┌──
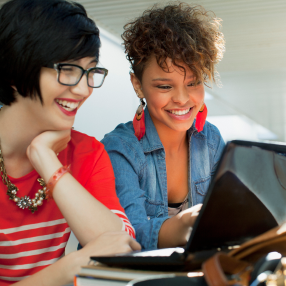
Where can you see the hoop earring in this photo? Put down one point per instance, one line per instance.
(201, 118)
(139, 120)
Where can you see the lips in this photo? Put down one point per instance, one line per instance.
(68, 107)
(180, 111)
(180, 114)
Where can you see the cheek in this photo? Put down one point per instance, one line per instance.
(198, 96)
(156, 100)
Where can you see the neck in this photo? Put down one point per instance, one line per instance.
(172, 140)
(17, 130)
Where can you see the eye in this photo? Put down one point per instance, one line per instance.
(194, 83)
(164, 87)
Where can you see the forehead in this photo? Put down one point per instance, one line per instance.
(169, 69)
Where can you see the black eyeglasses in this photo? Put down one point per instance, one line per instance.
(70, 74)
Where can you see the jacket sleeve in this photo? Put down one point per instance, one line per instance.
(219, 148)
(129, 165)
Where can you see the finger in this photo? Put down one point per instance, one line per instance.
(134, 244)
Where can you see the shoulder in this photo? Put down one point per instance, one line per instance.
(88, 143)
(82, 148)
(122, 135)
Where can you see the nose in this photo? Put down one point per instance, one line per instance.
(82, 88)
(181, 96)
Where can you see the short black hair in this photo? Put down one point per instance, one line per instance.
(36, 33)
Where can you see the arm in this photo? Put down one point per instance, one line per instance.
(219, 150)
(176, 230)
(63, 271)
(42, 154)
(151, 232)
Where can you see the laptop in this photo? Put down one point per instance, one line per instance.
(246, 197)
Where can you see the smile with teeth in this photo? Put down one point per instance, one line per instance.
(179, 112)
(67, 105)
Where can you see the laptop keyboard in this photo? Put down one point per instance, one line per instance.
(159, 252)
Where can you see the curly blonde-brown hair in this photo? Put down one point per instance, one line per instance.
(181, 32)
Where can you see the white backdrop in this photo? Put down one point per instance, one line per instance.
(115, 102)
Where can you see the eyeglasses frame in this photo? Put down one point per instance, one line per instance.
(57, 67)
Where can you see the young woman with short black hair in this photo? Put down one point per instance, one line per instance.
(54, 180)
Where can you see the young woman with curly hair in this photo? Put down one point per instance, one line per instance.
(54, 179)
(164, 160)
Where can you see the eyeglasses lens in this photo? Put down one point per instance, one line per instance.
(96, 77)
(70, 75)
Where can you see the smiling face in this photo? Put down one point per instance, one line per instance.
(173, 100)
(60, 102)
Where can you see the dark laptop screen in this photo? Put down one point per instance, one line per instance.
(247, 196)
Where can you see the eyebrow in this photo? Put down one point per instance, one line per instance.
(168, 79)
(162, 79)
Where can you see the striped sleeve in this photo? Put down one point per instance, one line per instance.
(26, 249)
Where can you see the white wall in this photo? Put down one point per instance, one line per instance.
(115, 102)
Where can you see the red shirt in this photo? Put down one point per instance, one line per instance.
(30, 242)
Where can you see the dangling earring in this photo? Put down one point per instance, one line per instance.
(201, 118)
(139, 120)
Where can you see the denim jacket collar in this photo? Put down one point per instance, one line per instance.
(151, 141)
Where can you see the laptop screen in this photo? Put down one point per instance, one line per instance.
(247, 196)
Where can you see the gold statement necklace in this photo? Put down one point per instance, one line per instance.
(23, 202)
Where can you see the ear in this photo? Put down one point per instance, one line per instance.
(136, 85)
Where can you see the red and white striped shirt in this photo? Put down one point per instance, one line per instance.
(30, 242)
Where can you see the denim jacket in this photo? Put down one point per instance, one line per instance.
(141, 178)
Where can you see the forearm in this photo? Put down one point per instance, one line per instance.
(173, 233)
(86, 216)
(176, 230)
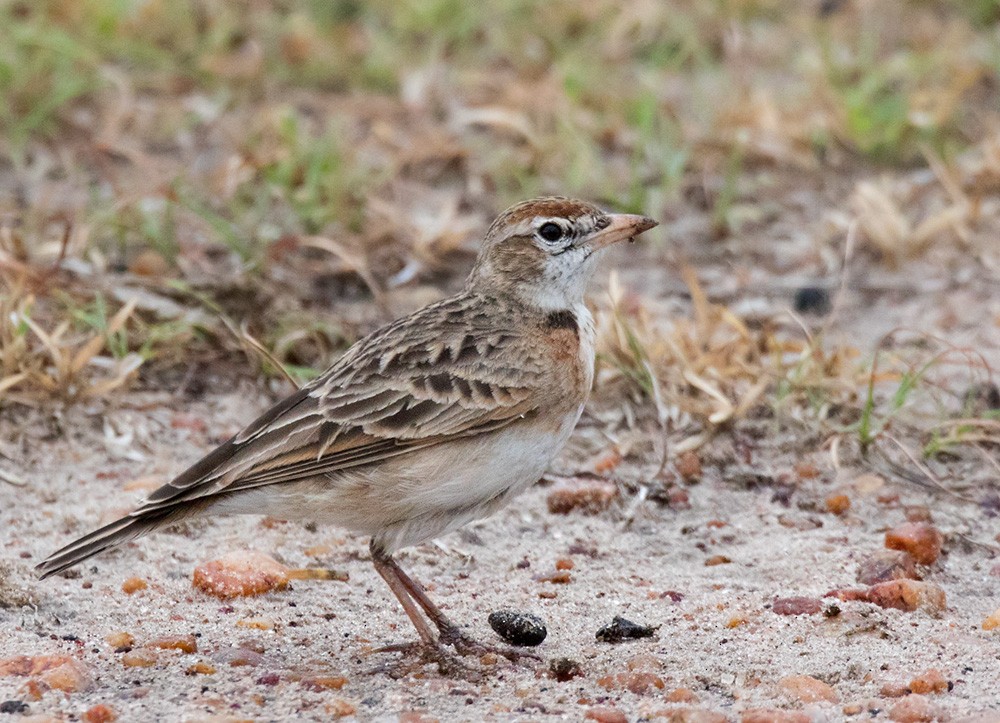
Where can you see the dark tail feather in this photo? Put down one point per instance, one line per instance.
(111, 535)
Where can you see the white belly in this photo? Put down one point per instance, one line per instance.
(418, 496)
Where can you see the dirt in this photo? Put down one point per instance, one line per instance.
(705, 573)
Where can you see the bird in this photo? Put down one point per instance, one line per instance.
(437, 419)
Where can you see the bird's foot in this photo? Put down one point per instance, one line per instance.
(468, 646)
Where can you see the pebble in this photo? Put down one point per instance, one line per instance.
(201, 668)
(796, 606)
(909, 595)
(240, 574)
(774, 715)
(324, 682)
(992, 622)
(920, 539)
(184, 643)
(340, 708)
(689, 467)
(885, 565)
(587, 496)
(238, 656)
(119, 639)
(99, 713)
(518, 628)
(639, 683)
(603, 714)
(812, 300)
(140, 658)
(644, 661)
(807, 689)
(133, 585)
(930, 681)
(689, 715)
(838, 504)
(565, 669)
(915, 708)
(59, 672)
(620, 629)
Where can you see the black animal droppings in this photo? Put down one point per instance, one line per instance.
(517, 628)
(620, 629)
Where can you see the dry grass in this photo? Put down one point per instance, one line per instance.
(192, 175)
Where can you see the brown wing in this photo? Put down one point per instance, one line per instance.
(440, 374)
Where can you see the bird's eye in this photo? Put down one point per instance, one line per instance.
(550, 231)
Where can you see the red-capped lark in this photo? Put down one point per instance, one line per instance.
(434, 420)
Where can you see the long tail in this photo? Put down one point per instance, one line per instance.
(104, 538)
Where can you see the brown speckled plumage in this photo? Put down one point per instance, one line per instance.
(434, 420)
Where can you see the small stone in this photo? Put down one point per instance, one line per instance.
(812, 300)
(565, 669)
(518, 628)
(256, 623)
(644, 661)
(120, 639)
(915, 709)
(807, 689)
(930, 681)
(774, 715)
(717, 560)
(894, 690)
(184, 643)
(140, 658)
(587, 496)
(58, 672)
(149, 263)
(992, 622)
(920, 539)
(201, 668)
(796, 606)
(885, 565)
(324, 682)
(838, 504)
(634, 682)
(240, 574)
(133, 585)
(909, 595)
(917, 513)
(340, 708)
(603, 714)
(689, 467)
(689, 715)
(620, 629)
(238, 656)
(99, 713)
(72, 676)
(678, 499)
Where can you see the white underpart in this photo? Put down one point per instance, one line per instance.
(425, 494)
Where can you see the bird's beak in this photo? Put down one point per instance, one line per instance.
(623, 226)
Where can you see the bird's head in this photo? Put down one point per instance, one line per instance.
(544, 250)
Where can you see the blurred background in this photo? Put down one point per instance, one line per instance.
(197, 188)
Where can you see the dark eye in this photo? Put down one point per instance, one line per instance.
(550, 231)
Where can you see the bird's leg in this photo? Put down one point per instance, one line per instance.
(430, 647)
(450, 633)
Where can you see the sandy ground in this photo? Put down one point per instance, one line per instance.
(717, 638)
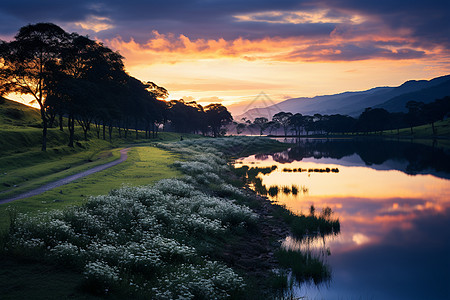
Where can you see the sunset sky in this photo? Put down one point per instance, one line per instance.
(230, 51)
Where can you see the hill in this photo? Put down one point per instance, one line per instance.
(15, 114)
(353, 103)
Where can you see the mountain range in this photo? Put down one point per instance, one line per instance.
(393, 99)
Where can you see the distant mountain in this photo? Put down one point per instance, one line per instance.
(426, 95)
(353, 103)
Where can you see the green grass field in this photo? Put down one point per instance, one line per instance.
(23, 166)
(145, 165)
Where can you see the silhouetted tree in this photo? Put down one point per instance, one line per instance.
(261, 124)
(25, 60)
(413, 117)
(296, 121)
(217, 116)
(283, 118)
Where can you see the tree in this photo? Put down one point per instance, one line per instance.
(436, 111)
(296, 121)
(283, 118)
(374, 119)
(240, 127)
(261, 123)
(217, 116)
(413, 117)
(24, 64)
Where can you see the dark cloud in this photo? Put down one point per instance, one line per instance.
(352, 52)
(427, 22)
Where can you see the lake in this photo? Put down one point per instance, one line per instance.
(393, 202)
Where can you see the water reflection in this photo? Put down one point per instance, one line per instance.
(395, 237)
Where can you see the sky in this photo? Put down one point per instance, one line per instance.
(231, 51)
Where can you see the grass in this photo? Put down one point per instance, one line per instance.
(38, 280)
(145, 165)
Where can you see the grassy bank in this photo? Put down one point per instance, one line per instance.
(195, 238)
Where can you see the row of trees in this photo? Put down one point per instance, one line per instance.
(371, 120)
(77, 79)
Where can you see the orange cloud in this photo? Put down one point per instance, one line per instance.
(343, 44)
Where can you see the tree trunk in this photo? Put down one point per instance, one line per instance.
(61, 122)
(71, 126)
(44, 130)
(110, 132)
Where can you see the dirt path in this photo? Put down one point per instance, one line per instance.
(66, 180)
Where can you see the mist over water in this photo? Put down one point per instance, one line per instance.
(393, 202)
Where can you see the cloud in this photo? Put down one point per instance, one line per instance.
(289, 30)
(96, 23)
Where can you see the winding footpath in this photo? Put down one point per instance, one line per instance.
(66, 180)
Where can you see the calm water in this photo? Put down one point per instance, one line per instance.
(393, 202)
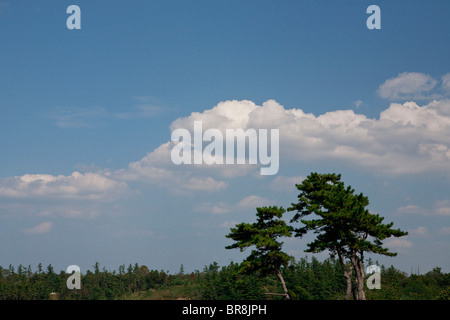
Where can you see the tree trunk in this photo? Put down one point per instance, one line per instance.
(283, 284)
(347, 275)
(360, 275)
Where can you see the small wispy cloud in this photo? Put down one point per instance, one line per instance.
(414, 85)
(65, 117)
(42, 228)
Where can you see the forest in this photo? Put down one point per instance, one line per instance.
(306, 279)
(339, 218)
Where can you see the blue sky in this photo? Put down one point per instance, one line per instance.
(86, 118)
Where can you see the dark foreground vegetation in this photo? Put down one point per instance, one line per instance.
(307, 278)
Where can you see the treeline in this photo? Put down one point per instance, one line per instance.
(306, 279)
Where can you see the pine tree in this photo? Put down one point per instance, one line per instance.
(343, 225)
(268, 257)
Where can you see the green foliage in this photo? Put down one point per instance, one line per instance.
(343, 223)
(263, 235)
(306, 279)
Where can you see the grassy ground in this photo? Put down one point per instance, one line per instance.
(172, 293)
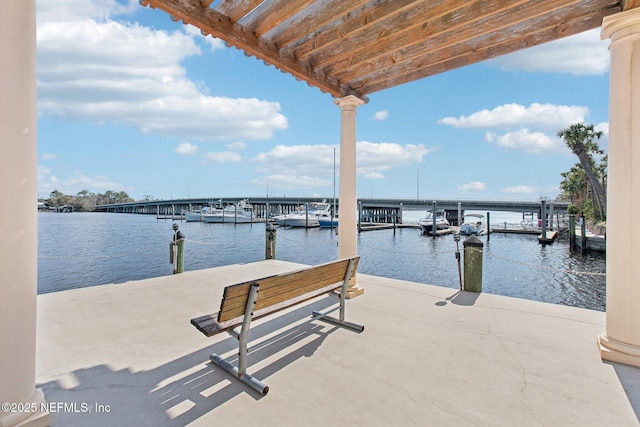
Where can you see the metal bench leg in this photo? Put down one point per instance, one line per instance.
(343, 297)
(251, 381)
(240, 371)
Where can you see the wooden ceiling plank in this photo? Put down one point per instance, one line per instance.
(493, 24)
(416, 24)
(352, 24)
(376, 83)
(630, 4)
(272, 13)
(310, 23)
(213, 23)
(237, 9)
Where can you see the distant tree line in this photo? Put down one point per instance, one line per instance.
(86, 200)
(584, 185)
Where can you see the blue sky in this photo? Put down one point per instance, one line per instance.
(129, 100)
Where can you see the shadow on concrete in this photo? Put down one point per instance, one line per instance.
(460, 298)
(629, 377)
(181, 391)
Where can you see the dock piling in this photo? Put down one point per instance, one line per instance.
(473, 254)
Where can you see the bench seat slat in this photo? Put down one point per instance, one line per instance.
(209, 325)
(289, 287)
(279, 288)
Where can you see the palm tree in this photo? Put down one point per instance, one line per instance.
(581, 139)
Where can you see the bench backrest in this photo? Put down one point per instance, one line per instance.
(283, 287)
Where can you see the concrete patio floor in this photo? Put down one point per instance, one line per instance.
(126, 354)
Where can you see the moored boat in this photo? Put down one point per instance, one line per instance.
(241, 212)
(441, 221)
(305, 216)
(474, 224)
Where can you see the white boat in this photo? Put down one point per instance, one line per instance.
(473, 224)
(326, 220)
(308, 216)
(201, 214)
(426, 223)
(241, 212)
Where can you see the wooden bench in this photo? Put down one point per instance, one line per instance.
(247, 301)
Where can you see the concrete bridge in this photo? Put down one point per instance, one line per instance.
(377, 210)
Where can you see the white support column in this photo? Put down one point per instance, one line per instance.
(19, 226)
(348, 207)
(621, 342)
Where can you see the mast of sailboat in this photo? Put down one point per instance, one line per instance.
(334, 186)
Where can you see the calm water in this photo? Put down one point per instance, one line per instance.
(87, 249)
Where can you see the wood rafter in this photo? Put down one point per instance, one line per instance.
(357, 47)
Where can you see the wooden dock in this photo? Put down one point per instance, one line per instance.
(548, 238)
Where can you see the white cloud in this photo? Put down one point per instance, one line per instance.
└──
● **OBJECTIVE**
Starting at the line that contains "Where can you see the concrete bridge", write out every line to the end of the entries, exactly as given.

● **ANSWER**
Where can you see the concrete bridge in this photo? Put down one point per instance, one line per instance.
(377, 210)
Where can you see the white support column in this photo? Put down one point per instance, one line per instance.
(19, 226)
(348, 207)
(621, 342)
Where can you see the mast of sailboat in this photo? Put down one point per instance, one line per instance.
(334, 186)
Where can you see the calm water in this photo? Put down one point per instance, one line per instance.
(87, 249)
Where can you see the wood rafter in this photo? Put down one point per instance, one line per instance.
(357, 47)
Where can you see the wooden dock in this photo? Put down one point per instance, one line per instance.
(548, 238)
Where can you see the white cloud in this photo? Put down one point per instance, one line per instance.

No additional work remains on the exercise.